Material provided
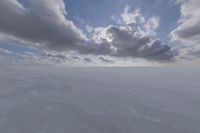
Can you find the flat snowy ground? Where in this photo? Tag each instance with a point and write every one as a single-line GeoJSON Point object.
{"type": "Point", "coordinates": [45, 99]}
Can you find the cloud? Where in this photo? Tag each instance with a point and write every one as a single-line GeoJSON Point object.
{"type": "Point", "coordinates": [41, 22]}
{"type": "Point", "coordinates": [188, 29]}
{"type": "Point", "coordinates": [127, 41]}
{"type": "Point", "coordinates": [5, 51]}
{"type": "Point", "coordinates": [151, 25]}
{"type": "Point", "coordinates": [132, 17]}
{"type": "Point", "coordinates": [44, 23]}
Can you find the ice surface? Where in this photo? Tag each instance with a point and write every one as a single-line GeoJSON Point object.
{"type": "Point", "coordinates": [46, 99]}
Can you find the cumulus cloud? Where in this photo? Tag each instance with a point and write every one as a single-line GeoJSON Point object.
{"type": "Point", "coordinates": [126, 41]}
{"type": "Point", "coordinates": [132, 17]}
{"type": "Point", "coordinates": [188, 30]}
{"type": "Point", "coordinates": [44, 23]}
{"type": "Point", "coordinates": [40, 22]}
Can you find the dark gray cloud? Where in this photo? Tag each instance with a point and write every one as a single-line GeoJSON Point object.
{"type": "Point", "coordinates": [43, 23]}
{"type": "Point", "coordinates": [39, 21]}
{"type": "Point", "coordinates": [126, 43]}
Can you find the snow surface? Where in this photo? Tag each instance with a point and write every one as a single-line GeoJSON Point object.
{"type": "Point", "coordinates": [46, 99]}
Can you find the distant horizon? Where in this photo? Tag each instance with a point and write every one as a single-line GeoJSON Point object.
{"type": "Point", "coordinates": [90, 32]}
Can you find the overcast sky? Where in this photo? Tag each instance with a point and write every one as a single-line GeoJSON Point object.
{"type": "Point", "coordinates": [120, 32]}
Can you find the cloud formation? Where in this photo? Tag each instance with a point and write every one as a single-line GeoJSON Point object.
{"type": "Point", "coordinates": [187, 33]}
{"type": "Point", "coordinates": [39, 22]}
{"type": "Point", "coordinates": [44, 23]}
{"type": "Point", "coordinates": [188, 30]}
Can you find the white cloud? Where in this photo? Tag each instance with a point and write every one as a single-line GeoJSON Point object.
{"type": "Point", "coordinates": [40, 22]}
{"type": "Point", "coordinates": [188, 30]}
{"type": "Point", "coordinates": [151, 25]}
{"type": "Point", "coordinates": [132, 17]}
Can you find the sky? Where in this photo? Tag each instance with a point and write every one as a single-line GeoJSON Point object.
{"type": "Point", "coordinates": [106, 32]}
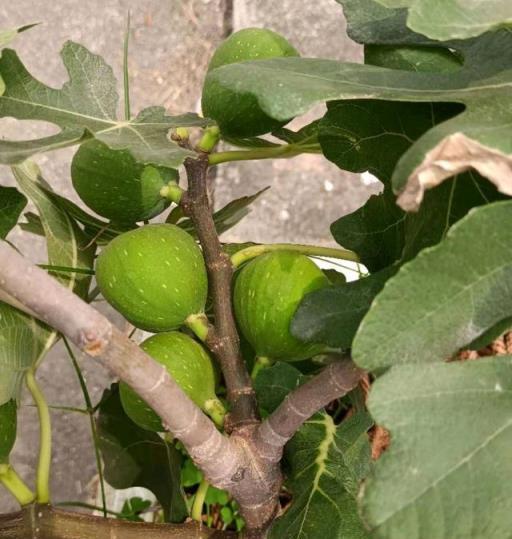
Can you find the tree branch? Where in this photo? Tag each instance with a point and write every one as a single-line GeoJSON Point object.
{"type": "Point", "coordinates": [45, 521]}
{"type": "Point", "coordinates": [223, 340]}
{"type": "Point", "coordinates": [216, 455]}
{"type": "Point", "coordinates": [332, 383]}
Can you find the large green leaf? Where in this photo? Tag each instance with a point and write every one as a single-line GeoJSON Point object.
{"type": "Point", "coordinates": [6, 36]}
{"type": "Point", "coordinates": [325, 464]}
{"type": "Point", "coordinates": [137, 457]}
{"type": "Point", "coordinates": [23, 340]}
{"type": "Point", "coordinates": [446, 297]}
{"type": "Point", "coordinates": [332, 315]}
{"type": "Point", "coordinates": [453, 19]}
{"type": "Point", "coordinates": [479, 137]}
{"type": "Point", "coordinates": [12, 203]}
{"type": "Point", "coordinates": [8, 426]}
{"type": "Point", "coordinates": [84, 107]}
{"type": "Point", "coordinates": [375, 231]}
{"type": "Point", "coordinates": [448, 472]}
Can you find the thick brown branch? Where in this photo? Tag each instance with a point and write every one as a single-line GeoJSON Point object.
{"type": "Point", "coordinates": [215, 454]}
{"type": "Point", "coordinates": [48, 523]}
{"type": "Point", "coordinates": [224, 340]}
{"type": "Point", "coordinates": [332, 383]}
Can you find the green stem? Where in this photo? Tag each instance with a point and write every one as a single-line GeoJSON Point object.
{"type": "Point", "coordinates": [66, 269]}
{"type": "Point", "coordinates": [215, 409]}
{"type": "Point", "coordinates": [209, 140]}
{"type": "Point", "coordinates": [197, 508]}
{"type": "Point", "coordinates": [260, 364]}
{"type": "Point", "coordinates": [274, 152]}
{"type": "Point", "coordinates": [15, 485]}
{"type": "Point", "coordinates": [94, 433]}
{"type": "Point", "coordinates": [172, 191]}
{"type": "Point", "coordinates": [311, 250]}
{"type": "Point", "coordinates": [45, 439]}
{"type": "Point", "coordinates": [198, 323]}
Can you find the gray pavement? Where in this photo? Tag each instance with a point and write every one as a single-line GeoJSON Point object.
{"type": "Point", "coordinates": [171, 42]}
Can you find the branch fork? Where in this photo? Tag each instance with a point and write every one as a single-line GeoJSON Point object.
{"type": "Point", "coordinates": [247, 462]}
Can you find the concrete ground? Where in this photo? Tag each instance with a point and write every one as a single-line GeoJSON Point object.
{"type": "Point", "coordinates": [171, 42]}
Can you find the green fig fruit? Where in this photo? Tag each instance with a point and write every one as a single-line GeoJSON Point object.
{"type": "Point", "coordinates": [154, 276]}
{"type": "Point", "coordinates": [267, 292]}
{"type": "Point", "coordinates": [7, 429]}
{"type": "Point", "coordinates": [239, 115]}
{"type": "Point", "coordinates": [190, 366]}
{"type": "Point", "coordinates": [114, 185]}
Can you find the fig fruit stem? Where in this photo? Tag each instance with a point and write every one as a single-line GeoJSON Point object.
{"type": "Point", "coordinates": [222, 339]}
{"type": "Point", "coordinates": [215, 409]}
{"type": "Point", "coordinates": [172, 191]}
{"type": "Point", "coordinates": [199, 498]}
{"type": "Point", "coordinates": [274, 152]}
{"type": "Point", "coordinates": [15, 485]}
{"type": "Point", "coordinates": [198, 323]}
{"type": "Point", "coordinates": [45, 439]}
{"type": "Point", "coordinates": [209, 140]}
{"type": "Point", "coordinates": [249, 253]}
{"type": "Point", "coordinates": [260, 364]}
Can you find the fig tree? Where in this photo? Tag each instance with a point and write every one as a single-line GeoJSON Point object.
{"type": "Point", "coordinates": [154, 276]}
{"type": "Point", "coordinates": [114, 185]}
{"type": "Point", "coordinates": [267, 292]}
{"type": "Point", "coordinates": [7, 429]}
{"type": "Point", "coordinates": [239, 115]}
{"type": "Point", "coordinates": [190, 366]}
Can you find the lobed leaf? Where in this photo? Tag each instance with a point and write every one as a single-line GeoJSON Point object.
{"type": "Point", "coordinates": [332, 315]}
{"type": "Point", "coordinates": [12, 203]}
{"type": "Point", "coordinates": [136, 457]}
{"type": "Point", "coordinates": [447, 473]}
{"type": "Point", "coordinates": [325, 465]}
{"type": "Point", "coordinates": [85, 107]}
{"type": "Point", "coordinates": [479, 137]}
{"type": "Point", "coordinates": [446, 297]}
{"type": "Point", "coordinates": [452, 19]}
{"type": "Point", "coordinates": [23, 340]}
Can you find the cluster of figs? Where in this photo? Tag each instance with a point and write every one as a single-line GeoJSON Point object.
{"type": "Point", "coordinates": [155, 275]}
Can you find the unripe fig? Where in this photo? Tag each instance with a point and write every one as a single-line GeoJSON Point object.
{"type": "Point", "coordinates": [267, 292]}
{"type": "Point", "coordinates": [239, 115]}
{"type": "Point", "coordinates": [190, 366]}
{"type": "Point", "coordinates": [114, 185]}
{"type": "Point", "coordinates": [154, 276]}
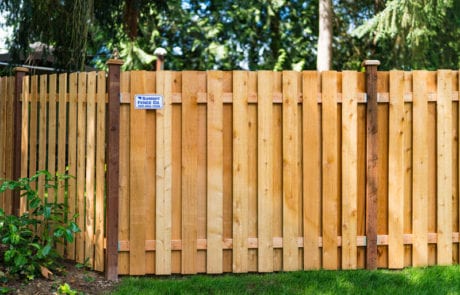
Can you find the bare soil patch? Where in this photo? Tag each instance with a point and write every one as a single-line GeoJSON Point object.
{"type": "Point", "coordinates": [81, 280]}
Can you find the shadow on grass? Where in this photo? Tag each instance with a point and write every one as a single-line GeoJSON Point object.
{"type": "Point", "coordinates": [432, 280]}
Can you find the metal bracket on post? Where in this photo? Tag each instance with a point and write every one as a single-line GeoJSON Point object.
{"type": "Point", "coordinates": [17, 138]}
{"type": "Point", "coordinates": [371, 163]}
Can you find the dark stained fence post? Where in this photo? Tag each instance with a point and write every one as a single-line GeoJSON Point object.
{"type": "Point", "coordinates": [17, 129]}
{"type": "Point", "coordinates": [113, 167]}
{"type": "Point", "coordinates": [371, 163]}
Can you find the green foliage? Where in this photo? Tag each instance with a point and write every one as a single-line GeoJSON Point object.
{"type": "Point", "coordinates": [65, 289]}
{"type": "Point", "coordinates": [238, 34]}
{"type": "Point", "coordinates": [28, 241]}
{"type": "Point", "coordinates": [412, 34]}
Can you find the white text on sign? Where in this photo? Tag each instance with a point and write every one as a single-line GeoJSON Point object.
{"type": "Point", "coordinates": [148, 101]}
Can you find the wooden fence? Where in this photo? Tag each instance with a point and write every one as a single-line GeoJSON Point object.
{"type": "Point", "coordinates": [6, 133]}
{"type": "Point", "coordinates": [253, 171]}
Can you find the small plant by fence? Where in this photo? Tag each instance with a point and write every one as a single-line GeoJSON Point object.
{"type": "Point", "coordinates": [254, 171]}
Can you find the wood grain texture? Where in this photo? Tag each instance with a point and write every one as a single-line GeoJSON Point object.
{"type": "Point", "coordinates": [349, 170]}
{"type": "Point", "coordinates": [372, 132]}
{"type": "Point", "coordinates": [240, 172]}
{"type": "Point", "coordinates": [61, 140]}
{"type": "Point", "coordinates": [81, 165]}
{"type": "Point", "coordinates": [396, 172]}
{"type": "Point", "coordinates": [124, 176]}
{"type": "Point", "coordinates": [42, 126]}
{"type": "Point", "coordinates": [72, 155]}
{"type": "Point", "coordinates": [444, 167]}
{"type": "Point", "coordinates": [291, 163]}
{"type": "Point", "coordinates": [100, 172]}
{"type": "Point", "coordinates": [52, 127]}
{"type": "Point", "coordinates": [25, 138]}
{"type": "Point", "coordinates": [215, 172]}
{"type": "Point", "coordinates": [149, 173]}
{"type": "Point", "coordinates": [330, 169]}
{"type": "Point", "coordinates": [137, 193]}
{"type": "Point", "coordinates": [191, 85]}
{"type": "Point", "coordinates": [311, 170]}
{"type": "Point", "coordinates": [164, 175]}
{"type": "Point", "coordinates": [265, 171]}
{"type": "Point", "coordinates": [90, 174]}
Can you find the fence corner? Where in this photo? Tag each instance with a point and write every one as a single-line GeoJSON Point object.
{"type": "Point", "coordinates": [371, 163]}
{"type": "Point", "coordinates": [112, 177]}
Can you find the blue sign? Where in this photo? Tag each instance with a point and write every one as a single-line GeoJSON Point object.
{"type": "Point", "coordinates": [148, 101]}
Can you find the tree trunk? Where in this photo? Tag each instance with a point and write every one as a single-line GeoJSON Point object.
{"type": "Point", "coordinates": [324, 58]}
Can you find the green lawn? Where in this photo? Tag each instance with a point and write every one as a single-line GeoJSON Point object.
{"type": "Point", "coordinates": [432, 280]}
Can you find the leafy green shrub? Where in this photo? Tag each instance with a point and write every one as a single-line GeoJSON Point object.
{"type": "Point", "coordinates": [27, 242]}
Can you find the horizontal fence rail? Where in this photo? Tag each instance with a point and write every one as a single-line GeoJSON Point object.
{"type": "Point", "coordinates": [250, 171]}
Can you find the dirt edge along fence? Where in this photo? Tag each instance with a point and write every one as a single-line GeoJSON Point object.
{"type": "Point", "coordinates": [247, 171]}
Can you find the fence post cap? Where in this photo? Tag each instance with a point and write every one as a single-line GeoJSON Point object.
{"type": "Point", "coordinates": [160, 52]}
{"type": "Point", "coordinates": [21, 69]}
{"type": "Point", "coordinates": [371, 62]}
{"type": "Point", "coordinates": [115, 62]}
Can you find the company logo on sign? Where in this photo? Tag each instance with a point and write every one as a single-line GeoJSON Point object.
{"type": "Point", "coordinates": [148, 101]}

Instruction
Your output consists solely of the lines from the one with "Can you find the dirt" through the last line, copied exactly.

Response to the task
Can you find the dirt edge along fence? Where in this photo? Tag each instance with a point and write every one as a single-line GeoJSON Point object.
{"type": "Point", "coordinates": [247, 171]}
Can you find the fence post cap? Where in this photo? Tag each instance with a point and write every one as a single-line GeoJSON Point object.
{"type": "Point", "coordinates": [160, 52]}
{"type": "Point", "coordinates": [21, 69]}
{"type": "Point", "coordinates": [371, 62]}
{"type": "Point", "coordinates": [115, 62]}
Can you find the company logo on sign? Where in this photo? Tag each instance with a point and write every one as a single-line GeoJSON Point object.
{"type": "Point", "coordinates": [148, 101]}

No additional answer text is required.